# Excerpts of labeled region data
──────

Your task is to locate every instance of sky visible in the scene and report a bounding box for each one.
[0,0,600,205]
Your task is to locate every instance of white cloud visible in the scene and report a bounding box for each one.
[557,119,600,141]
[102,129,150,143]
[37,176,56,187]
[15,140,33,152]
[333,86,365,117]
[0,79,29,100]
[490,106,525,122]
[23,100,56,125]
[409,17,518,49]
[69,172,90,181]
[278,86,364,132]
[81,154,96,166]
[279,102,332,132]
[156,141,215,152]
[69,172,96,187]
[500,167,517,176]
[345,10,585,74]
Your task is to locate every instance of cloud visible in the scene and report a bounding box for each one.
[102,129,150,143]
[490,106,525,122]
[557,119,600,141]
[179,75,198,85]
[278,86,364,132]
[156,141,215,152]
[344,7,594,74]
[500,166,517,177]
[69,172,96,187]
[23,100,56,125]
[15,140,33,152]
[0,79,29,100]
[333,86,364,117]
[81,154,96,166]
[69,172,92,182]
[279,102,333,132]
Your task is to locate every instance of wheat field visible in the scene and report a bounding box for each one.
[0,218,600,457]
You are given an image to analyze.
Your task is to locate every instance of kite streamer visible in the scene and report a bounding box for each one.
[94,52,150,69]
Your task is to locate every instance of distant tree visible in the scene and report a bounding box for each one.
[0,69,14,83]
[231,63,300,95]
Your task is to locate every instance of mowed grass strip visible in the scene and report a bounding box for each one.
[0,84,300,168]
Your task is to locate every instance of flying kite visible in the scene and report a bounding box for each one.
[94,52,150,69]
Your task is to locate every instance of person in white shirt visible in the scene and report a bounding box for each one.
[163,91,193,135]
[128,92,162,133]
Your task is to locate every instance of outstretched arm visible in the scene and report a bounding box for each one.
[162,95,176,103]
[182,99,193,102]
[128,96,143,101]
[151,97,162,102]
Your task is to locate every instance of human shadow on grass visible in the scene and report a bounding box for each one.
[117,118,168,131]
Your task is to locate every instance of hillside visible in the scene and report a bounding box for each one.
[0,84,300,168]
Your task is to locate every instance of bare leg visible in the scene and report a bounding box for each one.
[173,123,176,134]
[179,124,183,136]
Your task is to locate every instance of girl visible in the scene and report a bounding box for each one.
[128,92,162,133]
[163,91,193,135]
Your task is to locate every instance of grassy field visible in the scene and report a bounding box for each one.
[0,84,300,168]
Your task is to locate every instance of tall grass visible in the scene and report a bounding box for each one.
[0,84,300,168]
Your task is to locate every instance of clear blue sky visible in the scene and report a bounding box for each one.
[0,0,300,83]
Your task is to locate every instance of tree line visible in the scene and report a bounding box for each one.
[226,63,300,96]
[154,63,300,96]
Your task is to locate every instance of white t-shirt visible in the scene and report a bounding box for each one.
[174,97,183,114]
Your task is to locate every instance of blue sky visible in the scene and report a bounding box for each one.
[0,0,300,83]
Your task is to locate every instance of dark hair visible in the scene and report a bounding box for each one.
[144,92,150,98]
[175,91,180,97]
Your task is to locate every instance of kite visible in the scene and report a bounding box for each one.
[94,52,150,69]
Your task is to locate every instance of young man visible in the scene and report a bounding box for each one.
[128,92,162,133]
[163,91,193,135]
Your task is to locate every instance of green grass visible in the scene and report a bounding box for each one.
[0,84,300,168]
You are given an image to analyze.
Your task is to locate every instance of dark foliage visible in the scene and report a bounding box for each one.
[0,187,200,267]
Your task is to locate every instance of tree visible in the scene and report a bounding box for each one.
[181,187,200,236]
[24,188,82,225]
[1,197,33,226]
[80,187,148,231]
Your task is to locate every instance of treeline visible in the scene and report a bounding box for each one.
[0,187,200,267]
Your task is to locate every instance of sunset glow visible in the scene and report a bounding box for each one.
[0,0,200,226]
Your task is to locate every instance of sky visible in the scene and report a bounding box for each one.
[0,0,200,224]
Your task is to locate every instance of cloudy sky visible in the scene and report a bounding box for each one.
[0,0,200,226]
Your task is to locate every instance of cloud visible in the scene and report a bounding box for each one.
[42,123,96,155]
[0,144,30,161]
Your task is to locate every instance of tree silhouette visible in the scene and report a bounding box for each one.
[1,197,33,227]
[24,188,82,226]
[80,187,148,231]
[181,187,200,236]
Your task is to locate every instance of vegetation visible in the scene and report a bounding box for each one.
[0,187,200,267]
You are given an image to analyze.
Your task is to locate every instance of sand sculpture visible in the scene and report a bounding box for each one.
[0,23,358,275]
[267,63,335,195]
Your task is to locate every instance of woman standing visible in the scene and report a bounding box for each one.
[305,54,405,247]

──────

# INSTRUCTION
Rewrite all of the material above, changing every "report a bounding box" to "return a bounding box" and leaving everything else as it is.

# TASK SOLUTION
Your task is to locate every instance of sky visible in the scene and return a bounding box for each one.
[0,0,600,205]
Your task is to locate every instance of white cloud visible in the scene and return a bounding box for each one.
[557,119,600,141]
[102,129,150,143]
[37,176,56,187]
[15,140,33,152]
[333,86,365,117]
[0,79,29,100]
[490,106,525,122]
[23,100,56,125]
[409,17,518,49]
[69,172,90,181]
[278,86,364,132]
[81,154,96,166]
[279,102,332,132]
[156,141,215,152]
[69,172,96,187]
[500,167,517,176]
[345,10,585,74]
Your task is to locate every instance of cloud visible in the scene and return a bounding box for each one.
[102,129,150,143]
[490,106,525,122]
[557,119,600,141]
[179,75,198,85]
[278,86,364,132]
[156,141,215,152]
[344,7,594,74]
[500,166,517,177]
[69,172,96,187]
[23,100,56,125]
[15,140,33,152]
[0,79,29,100]
[333,86,364,117]
[81,154,96,166]
[69,172,92,182]
[279,102,333,132]
Your task is to locate every instance of wheat field visible in the scene and return a bounding box for each one.
[0,218,600,457]
You are given an image to analyze.
Your task is to locate every instance of kite streamer visible in the scene and return a bounding box for each one.
[94,52,150,69]
Your task is to locate every instance of distant tree visible in the scene and return a bounding box for each one.
[0,69,14,83]
[231,63,300,95]
Your task is to locate every instance of mowed grass strip visible in the scene and return a bounding box for each one.
[0,84,300,168]
Your task is to locate every instance of flying kite visible in the scene and return a bounding box for each one.
[94,52,150,69]
Your task is to locate every instance of person in white shirt visible in the scene and return a bounding box for each one.
[163,91,193,135]
[128,92,162,133]
Your task is to locate every instance of outstretched arm visible in the scene and return a bounding box for each one.
[162,95,176,103]
[182,99,193,102]
[128,96,143,101]
[151,97,162,102]
Your task is to locate every instance of human shadow on grass visible in the scene and return a bounding box for each one.
[117,118,168,131]
Your task is to locate every instance of hillside visible in the scene and return a bounding box for each one.
[0,84,300,168]
Your task is to locate every instance of bare leg visible in the scene and return a bounding box for each one.
[173,123,176,134]
[179,124,183,136]
Your task is to locate every instance of girl visible in the scene and return a bounding box for each one.
[128,92,162,133]
[163,91,193,135]
Your task is to locate every instance of grassy field visible in the scene and return a bounding box for each one.
[0,84,300,168]
Your task is to locate every instance of tall grass visible in the scene and return a bounding box for each one.
[0,84,300,168]
Your task is to locate every instance of clear blue sky visible in the scene and return a bounding box for each one.
[0,0,300,83]
Your task is to locate every instance of tree line visible in the scene and return a bounding box for each one.
[226,63,300,96]
[154,63,300,96]
Your task is to locate every instance of white t-shirt visible in the scene and return a bounding box for each one.
[174,97,183,114]
Your task is to locate every instance of blue sky visible in the scene and return a bounding box for each one.
[0,0,300,83]
Your task is to locate every instance of dark hair visible in the scene and return a bounding box for each one.
[144,92,150,98]
[175,91,180,97]
Your task is to locate every instance of kite visible in the scene and return a bounding box for each one.
[94,52,150,69]
Your task is to locate every instance of young man visible in the scene and return a bounding box for each one.
[128,92,162,133]
[163,91,193,135]
Your task is to locate every instance of green grass visible in the scene and return a bounding box for each one.
[0,84,300,168]
You are given an image to analyze.
Your task is to locate every instance of dark foliage visible in the scene and return a bounding box for each one.
[0,187,200,267]
Your task is to locate every instance of tree visible in the scene and return a bounding box for each one.
[181,187,200,236]
[24,188,82,225]
[1,197,33,226]
[80,187,148,231]
Your task is to locate every instance of treeline visible in the scene and return a bounding box for each one.
[0,187,200,267]
Your task is to locate every instance of sunset glow visible in the scene and return a bounding box for each one.
[0,0,200,226]
Your task is to locate every instance of sky visible in the scene and return a bounding box for each one.
[0,0,200,224]
Your task is to locate every instance of cloudy sky visible in the scene and return a bounding box for each one.
[0,0,200,226]
Your task is to locate every instance of cloud visible in the scene and return a bounding box for each one.
[42,123,96,155]
[0,144,30,161]
Your task is to locate every instance of tree silhouette visible in the scene and return a bounding box for each one.
[1,197,33,227]
[24,188,82,226]
[80,187,148,231]
[181,187,200,236]
Your task is to locate every instance of vegetation visible in the scene and return a bounding box for each one.
[0,187,200,267]
You are given an image to analyze.
Your task is to locate every instance of sand sculpture visible in the scene and return a bounding box for each one.
[0,23,358,275]
[267,63,335,195]
Your task is to locate every instance of woman standing visible in the scene and return a bounding box for each one.
[305,54,405,247]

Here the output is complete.